- _Kutipan Pilihan_:
..........

Agaknya Joshep Goebbels, Menteri Propaganda Nazi di zaman Hitler dahulu, lebih vulgar lagi dalam merumus bagaimana cara membentuk citra. Ia mengatakan: “Sebarkan kebohongan berulang-ulang kepada publik. Kebohongan yang diulang-ulang, akan membuat publik menjadi percaya” (wikipedia).
Ilmu jurnalis kini menjadi begitu penting perlu kita ajarkan kepada anak-anak kita. Bukan sekedar tentang 9 elemen jurnalisme Bill Kovack tetapi jauh dari pada itu. Kita harus bisa menyiapkan filter yang baik.
Ahli komunikasi Murray Edelman (1977) sudah sejak jauh hari menyampaikan postulat bahwa media melakukan framing karena ia punya konstruksi, ideologi, dan politiknya sendiri. Tidak ada media yang benar-benar independen. Berharap media berenang di ruang hampa adalah hampir mustahil. Sama seperti berharap objektifitas ala ruang hampa dimana menuntut mereka hanya memberitakan yang baik-baik saja , tentu sangat absurd dan nyaris utopis belaka. Ingat dogma: “The bad news is the good news.”
Tinggal kita menilai mana media yang memiliki keberpihakan pada sudut kebenaran dan mana yang sebaliknya. Kadangkala di medan seperti ini tidak ada lagi abu-abu. Jika salah satu berada di sudut yang benar, maka yang lain sudah barang tentu berada di sudut yang tidak benar. Hanya kepiawaian media-lah yang menciptakan kamuflase dan topeng sehingga seakan-akan mereka bisa dianggap netral, padahal tidak!
Al Quran menjelaskan dengan begitu gamblang, “Hai orang-orang yang beriman, jika datang kepadamu orang fasiq* membawa suatu berita, maka periksalah dengan teliti, agar kamu tidak menimpakan suatu musibah kepada suatu kaum tanpa mengetahui keadaannya yang menyebabkan menyesal atas perbuatanmu itu.” (QS. Al-Hujurot[49]:6) Apa sih Fasiq itu? Mereka adalah orang yang keluar dari ketentuan syar’i, orang yang berbuat maksiat,yang meninggalkan perintah Alloh ‘Azza wa Jalla dan keluar dari jalan yang benar.

..........

- _Materi Tersimpan_:
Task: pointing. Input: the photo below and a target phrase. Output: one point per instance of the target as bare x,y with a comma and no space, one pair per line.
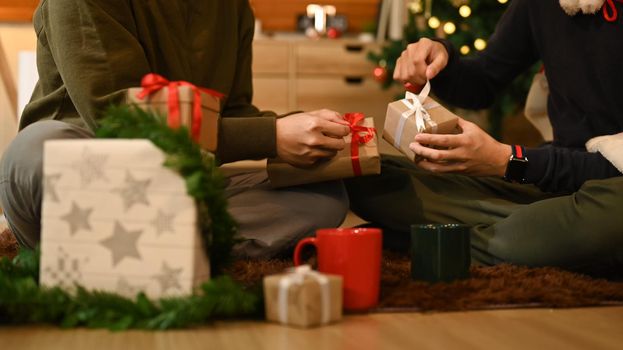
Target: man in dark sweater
560,204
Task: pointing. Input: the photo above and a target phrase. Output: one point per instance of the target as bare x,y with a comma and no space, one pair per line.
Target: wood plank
589,328
17,10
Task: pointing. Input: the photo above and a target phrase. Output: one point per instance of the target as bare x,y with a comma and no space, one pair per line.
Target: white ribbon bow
296,276
416,107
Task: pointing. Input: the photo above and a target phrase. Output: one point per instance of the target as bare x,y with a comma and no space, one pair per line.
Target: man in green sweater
90,52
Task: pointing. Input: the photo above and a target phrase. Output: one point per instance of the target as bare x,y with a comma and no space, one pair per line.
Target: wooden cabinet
300,74
296,74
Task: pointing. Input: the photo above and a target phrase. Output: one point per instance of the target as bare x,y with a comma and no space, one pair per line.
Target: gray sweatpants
514,223
271,221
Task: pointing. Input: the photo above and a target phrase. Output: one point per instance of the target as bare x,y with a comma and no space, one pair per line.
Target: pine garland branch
199,169
23,301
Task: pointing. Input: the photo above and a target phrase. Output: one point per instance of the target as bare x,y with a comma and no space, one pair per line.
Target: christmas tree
467,24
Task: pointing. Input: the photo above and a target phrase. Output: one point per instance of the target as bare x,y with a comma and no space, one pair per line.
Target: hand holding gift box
303,297
416,114
184,104
359,157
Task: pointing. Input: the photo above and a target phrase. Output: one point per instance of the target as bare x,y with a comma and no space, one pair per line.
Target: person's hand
420,62
305,138
473,152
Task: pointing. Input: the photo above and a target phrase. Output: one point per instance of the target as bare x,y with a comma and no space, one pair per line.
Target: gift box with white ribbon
413,115
303,297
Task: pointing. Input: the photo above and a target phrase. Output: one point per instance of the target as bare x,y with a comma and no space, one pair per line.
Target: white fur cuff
572,7
611,147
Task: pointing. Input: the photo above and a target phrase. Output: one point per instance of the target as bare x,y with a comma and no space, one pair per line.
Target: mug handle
299,248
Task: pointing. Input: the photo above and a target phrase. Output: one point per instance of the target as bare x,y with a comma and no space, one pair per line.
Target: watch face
516,169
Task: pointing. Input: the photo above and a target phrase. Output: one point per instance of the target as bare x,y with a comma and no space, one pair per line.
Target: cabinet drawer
343,96
271,57
339,58
271,94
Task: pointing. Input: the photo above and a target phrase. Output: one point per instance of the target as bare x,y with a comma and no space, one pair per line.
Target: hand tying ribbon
360,136
416,107
153,83
296,276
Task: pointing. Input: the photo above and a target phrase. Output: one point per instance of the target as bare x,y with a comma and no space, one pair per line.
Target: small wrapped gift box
359,157
303,297
114,219
184,104
413,115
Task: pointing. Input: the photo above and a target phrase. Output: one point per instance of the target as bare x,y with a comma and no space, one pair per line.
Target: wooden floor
589,328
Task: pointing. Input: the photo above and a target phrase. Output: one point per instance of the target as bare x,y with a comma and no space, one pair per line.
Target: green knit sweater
90,52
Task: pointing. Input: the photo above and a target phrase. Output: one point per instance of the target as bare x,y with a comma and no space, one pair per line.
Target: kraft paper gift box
303,297
413,115
356,159
114,219
183,104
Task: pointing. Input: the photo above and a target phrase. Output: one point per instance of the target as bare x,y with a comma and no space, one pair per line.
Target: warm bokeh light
434,22
465,11
480,44
449,28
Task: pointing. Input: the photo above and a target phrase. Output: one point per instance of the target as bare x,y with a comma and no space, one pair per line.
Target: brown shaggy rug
497,287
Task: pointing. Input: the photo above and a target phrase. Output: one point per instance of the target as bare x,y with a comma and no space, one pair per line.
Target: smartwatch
517,165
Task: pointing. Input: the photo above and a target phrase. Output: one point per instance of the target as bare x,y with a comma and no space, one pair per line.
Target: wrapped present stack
360,157
416,114
302,297
184,104
114,219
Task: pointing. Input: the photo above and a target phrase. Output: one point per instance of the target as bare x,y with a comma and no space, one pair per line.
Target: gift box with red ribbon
183,104
360,157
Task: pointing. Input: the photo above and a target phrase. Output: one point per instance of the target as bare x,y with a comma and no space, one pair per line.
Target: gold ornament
465,11
449,28
434,22
480,44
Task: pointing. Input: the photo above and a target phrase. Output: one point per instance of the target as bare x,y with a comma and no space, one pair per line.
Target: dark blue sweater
583,58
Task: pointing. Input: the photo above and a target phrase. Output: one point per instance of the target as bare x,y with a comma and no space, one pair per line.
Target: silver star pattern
134,191
67,271
163,222
49,186
91,167
168,278
77,218
125,288
122,244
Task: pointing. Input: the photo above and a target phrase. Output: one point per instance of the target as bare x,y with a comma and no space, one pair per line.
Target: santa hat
572,7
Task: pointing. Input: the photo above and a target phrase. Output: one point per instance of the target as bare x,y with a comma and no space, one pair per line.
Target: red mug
354,254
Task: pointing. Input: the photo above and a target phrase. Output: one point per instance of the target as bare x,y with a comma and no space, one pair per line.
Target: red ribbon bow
153,83
360,136
614,14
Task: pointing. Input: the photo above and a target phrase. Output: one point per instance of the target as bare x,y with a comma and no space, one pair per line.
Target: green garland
199,169
23,301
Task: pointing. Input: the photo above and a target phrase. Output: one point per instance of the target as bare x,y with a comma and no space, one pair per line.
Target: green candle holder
440,253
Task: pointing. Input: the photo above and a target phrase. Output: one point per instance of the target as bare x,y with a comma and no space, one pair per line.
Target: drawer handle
354,48
353,80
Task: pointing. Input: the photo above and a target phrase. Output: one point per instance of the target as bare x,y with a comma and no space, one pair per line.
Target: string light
465,11
449,28
480,44
434,22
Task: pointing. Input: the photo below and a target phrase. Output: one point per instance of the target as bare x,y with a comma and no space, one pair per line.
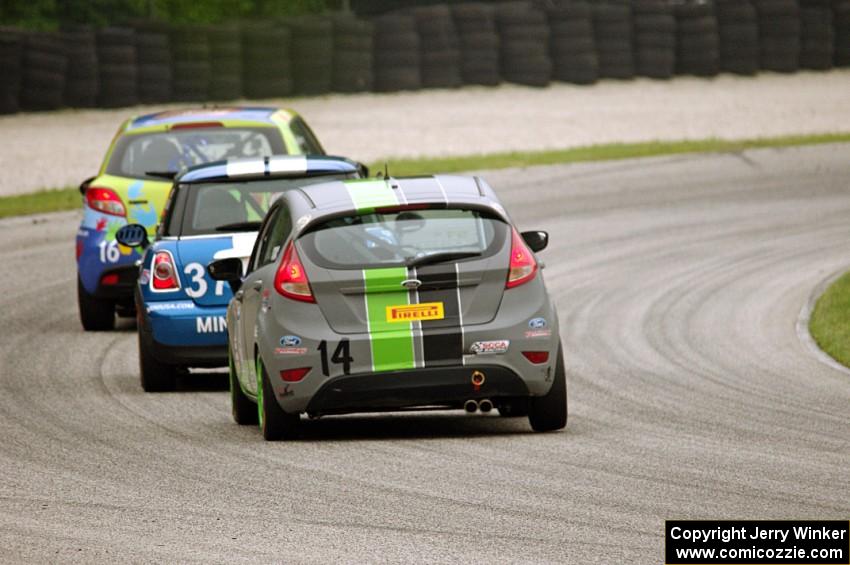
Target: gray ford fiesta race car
391,294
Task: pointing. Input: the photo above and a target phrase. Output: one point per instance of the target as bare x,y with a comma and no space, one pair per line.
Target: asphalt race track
679,282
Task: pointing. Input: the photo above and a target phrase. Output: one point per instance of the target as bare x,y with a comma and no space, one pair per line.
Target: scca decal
210,324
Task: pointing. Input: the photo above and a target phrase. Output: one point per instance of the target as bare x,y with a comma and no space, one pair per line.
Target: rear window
407,237
233,206
174,151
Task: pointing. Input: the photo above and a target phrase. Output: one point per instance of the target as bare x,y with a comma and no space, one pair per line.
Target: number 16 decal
341,356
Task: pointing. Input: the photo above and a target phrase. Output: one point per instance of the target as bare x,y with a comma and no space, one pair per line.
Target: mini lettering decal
415,312
210,324
156,306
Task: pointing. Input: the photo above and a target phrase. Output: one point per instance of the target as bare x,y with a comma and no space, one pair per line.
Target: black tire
96,315
154,376
549,412
244,411
274,422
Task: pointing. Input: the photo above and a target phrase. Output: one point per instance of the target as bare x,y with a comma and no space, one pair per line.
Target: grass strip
69,198
40,202
606,152
830,321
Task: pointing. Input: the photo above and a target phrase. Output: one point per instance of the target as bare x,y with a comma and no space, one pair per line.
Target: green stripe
392,344
368,194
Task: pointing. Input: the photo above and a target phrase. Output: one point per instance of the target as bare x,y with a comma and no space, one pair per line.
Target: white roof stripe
294,164
246,167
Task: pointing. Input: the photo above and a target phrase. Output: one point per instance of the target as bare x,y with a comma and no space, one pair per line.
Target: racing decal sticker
160,306
290,351
210,324
370,194
415,312
391,343
290,341
490,347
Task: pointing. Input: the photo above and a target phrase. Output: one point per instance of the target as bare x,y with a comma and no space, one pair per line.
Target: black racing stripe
442,340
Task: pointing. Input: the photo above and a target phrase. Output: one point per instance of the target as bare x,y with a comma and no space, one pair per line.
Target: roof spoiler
275,166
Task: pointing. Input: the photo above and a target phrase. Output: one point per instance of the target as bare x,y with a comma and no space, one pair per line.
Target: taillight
536,357
105,200
164,274
291,280
294,375
523,266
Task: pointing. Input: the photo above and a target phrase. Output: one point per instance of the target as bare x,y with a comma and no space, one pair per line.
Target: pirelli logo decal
415,312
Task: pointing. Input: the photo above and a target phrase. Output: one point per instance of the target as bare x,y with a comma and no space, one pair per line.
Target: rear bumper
201,356
439,386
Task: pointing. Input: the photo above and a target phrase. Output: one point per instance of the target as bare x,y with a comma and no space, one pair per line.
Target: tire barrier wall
439,45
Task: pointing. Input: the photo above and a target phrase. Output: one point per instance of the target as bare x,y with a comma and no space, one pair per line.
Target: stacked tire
439,48
266,61
655,38
81,79
738,33
841,20
352,57
191,69
697,44
312,54
524,44
612,29
43,72
153,53
225,62
779,35
479,43
397,63
571,43
11,52
116,57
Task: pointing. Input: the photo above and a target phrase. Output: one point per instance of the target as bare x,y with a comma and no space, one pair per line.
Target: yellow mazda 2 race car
135,179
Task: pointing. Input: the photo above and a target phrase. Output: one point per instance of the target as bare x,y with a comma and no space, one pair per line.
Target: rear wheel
244,411
155,376
274,422
549,412
96,315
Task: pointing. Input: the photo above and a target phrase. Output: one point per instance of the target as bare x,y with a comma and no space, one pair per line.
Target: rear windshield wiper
441,257
162,174
239,226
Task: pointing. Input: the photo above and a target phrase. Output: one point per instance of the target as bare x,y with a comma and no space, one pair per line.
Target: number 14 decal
341,356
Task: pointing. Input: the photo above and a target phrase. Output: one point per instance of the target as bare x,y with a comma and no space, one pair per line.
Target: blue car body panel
194,314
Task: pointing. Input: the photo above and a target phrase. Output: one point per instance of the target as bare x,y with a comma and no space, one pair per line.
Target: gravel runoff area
56,149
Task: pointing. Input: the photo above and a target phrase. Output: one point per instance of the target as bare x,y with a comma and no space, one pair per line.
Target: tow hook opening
477,378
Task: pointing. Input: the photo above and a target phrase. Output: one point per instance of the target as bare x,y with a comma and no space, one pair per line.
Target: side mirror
536,240
229,270
132,235
84,186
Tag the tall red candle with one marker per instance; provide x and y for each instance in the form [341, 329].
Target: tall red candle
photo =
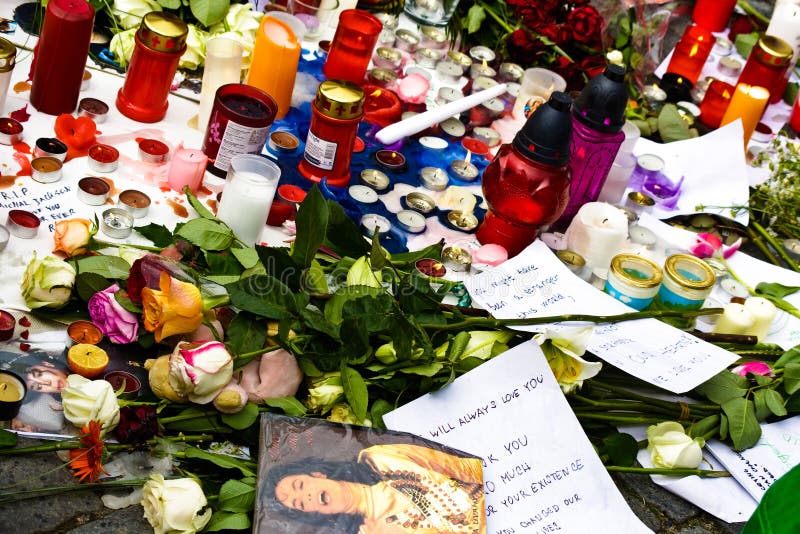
[60, 56]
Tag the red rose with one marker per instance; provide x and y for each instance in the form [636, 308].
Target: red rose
[586, 24]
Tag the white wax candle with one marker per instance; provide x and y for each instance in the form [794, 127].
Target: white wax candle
[736, 319]
[417, 123]
[763, 312]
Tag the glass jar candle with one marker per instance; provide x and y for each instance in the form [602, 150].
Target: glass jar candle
[634, 280]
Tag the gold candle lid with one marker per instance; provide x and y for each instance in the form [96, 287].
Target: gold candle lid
[8, 55]
[163, 32]
[340, 99]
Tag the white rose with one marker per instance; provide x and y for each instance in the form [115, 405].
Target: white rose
[174, 505]
[671, 448]
[200, 370]
[87, 400]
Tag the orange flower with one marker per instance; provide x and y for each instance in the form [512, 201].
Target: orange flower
[176, 309]
[72, 236]
[85, 463]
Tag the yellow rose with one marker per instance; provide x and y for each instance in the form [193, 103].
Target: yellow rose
[72, 236]
[176, 309]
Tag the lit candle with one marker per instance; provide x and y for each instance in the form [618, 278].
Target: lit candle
[747, 103]
[187, 169]
[763, 312]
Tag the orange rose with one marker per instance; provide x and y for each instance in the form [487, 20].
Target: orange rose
[176, 309]
[72, 236]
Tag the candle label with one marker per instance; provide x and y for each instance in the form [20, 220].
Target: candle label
[320, 152]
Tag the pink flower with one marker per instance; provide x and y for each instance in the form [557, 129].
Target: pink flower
[117, 323]
[753, 368]
[710, 245]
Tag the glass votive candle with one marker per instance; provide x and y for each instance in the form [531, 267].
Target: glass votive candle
[715, 103]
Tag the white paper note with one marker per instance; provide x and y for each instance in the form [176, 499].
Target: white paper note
[774, 455]
[541, 473]
[535, 284]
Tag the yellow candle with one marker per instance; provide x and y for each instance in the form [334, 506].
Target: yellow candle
[276, 55]
[748, 103]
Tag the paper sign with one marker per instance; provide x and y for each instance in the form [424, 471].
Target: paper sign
[774, 455]
[541, 473]
[535, 283]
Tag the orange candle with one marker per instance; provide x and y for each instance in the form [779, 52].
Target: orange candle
[276, 55]
[748, 103]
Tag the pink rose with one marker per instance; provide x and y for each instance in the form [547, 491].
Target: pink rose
[117, 323]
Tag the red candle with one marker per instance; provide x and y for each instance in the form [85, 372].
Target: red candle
[381, 106]
[60, 56]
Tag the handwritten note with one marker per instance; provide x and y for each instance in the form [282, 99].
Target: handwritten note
[540, 471]
[774, 455]
[535, 283]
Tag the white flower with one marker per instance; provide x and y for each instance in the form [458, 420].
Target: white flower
[671, 448]
[563, 351]
[87, 400]
[200, 370]
[174, 505]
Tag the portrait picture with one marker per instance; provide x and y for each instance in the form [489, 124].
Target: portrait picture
[317, 476]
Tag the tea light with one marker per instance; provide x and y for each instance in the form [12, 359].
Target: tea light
[12, 392]
[50, 147]
[411, 221]
[463, 170]
[406, 40]
[116, 223]
[23, 224]
[153, 151]
[430, 267]
[388, 58]
[375, 179]
[283, 142]
[462, 220]
[428, 57]
[511, 72]
[93, 191]
[456, 259]
[391, 160]
[46, 169]
[134, 202]
[372, 223]
[103, 158]
[84, 332]
[363, 194]
[448, 72]
[7, 323]
[434, 178]
[95, 109]
[10, 131]
[418, 202]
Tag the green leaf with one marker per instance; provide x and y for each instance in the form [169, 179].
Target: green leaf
[87, 284]
[228, 521]
[201, 210]
[312, 225]
[791, 377]
[289, 406]
[355, 389]
[236, 496]
[225, 461]
[111, 267]
[723, 387]
[743, 426]
[206, 234]
[159, 234]
[243, 419]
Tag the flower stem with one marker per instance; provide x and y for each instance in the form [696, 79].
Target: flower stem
[704, 473]
[488, 322]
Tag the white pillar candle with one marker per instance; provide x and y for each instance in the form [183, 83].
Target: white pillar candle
[597, 233]
[763, 312]
[736, 319]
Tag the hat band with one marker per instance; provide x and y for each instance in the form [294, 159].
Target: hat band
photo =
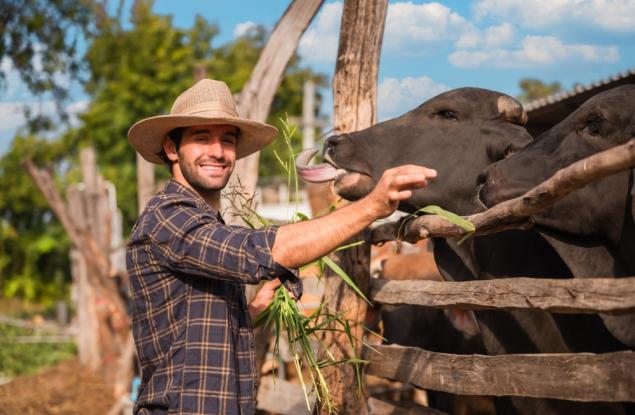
[207, 107]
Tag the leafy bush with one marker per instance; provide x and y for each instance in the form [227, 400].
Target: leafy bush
[24, 358]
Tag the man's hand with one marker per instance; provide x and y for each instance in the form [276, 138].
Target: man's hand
[299, 243]
[263, 298]
[397, 184]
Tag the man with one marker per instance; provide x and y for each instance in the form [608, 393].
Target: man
[191, 322]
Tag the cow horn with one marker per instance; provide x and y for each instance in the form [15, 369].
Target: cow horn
[512, 109]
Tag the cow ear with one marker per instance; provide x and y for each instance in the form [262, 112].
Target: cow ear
[463, 320]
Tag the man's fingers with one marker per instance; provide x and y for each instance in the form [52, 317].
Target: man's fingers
[272, 284]
[399, 195]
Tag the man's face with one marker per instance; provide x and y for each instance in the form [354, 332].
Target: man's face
[207, 155]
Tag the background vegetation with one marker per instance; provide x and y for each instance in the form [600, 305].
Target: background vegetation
[130, 70]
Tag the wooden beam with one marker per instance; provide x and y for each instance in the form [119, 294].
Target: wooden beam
[354, 108]
[513, 213]
[579, 295]
[379, 407]
[585, 377]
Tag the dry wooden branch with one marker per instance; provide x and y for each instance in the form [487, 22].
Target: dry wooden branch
[354, 108]
[82, 241]
[586, 377]
[255, 100]
[593, 295]
[513, 213]
[379, 407]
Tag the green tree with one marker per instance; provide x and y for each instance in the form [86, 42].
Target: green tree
[136, 73]
[535, 89]
[133, 71]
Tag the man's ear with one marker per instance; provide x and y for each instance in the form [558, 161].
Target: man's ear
[170, 149]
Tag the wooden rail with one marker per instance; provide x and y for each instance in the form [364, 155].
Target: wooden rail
[584, 377]
[516, 213]
[593, 295]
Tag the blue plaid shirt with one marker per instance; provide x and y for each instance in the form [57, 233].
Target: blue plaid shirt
[191, 324]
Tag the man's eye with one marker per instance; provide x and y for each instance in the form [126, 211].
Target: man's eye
[230, 139]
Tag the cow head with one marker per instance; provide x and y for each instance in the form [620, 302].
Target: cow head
[604, 121]
[458, 133]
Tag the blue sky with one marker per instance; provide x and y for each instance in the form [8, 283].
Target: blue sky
[429, 47]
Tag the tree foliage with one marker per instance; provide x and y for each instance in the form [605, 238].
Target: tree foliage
[535, 89]
[33, 245]
[39, 39]
[133, 70]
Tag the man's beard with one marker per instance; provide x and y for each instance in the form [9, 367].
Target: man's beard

..........

- _Tugas Anda_:
1 – Jawablah pertanyaan berikut berdasarkan kutipan tentang media.
(a) Apa jabatan Joshep Goebbels di zaman Hitler?
(b) Menurut Murray Edelman, mengapa media melakukan framing?
(c) Dari surah dan ayat mana kutipan Al Quran dalam teks itu diambil?
2 – Tukar "kamuflase" dengan "penyamaran" dalam kutipan tentang media, lalu tuliskan kembali bagian yang diawali "Ahli komunikasi Murray" dan berlanjut sampai "netral, padahal tidak!".

- _Daftar Jawaban_:
1 –
(a) Menteri Propaganda Nazi.
(b) Karena media punya konstruksi, ideologi, dan politiknya sendiri.
(c) QS. Al-Hujurot[49]:6.

2 –
Ahli komunikasi Murray Edelman (1977) sudah sejak jauh hari menyampaikan postulat bahwa media melakukan framing karena ia punya konstruksi, ideologi, dan politiknya sendiri. Tidak ada media yang benar-benar independen. Berharap media berenang di ruang hampa adalah hampir mustahil. Sama seperti berharap objektifitas ala ruang hampa dimana menuntut mereka hanya memberitakan yang baik-baik saja , tentu sangat absurd dan nyaris utopis belaka. Ingat dogma: “The bad news is the good news.”
Tinggal kita menilai mana media yang memiliki keberpihakan pada sudut kebenaran dan mana yang sebaliknya. Kadangkala di medan seperti ini tidak ada lagi abu-abu. Jika salah satu berada di sudut yang benar, maka yang lain sudah barang tentu berada di sudut yang tidak benar. Hanya kepiawaian media-lah yang menciptakan penyamaran dan topeng sehingga seakan-akan mereka bisa dianggap netral, padahal tidak!